PASSAGE SHOWN →
□ □ □ □ □
Day 4 of my AI challenge was disaster! I wanted to test how well the system would go diagnosing an issue with a large, multi language codebase.
I’ve setup an immich ( https://immich.app/ ) instance and I’ve imported my photos from a google photos backup using the immich-go tool. However I’m experiencing some strange behaviour with the way edited photos inside albums were handled. I was hoping that by inspecting the immich and immich-go codebase + hitting up the API of my local immich instance, I would be able to figure out what had gone wrong, and write a simple script to automate fixing it.
Tools I used
- Cline, mostly with the claude 4.0 sonnet model
What went well
- The tool was able to quickly identify a likely bug in immich-go along with walk me through how immich handled stacking images in albums, with references to specific blocks of code in the codebase.
- I did eventually get a better understanding of the issue.
What went badly
Pretty much everything else!
- The tool thought it knew what was going wrong, and generated likely looking explanations. In reality neither of us were even close to understanding what was happening.
- We wasted a lot of time going around in cicles writing a hacky python script to fix the issue. Unfortunately when you don’t actually know the undying issue, or have a solid handle on how you would like it resolved, writing a script will get you nowhere!
□ □ □ □ □
COLLECTED MATERIAL →
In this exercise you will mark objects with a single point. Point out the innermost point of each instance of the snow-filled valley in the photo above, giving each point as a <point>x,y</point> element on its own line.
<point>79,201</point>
□ □ □ □ □
REQUIREMENT → In the Day 4 post, which tool was used to import the photos from the Google Photos backup into immich?

REPLY TO THE EXERCISE → The immich-go tool.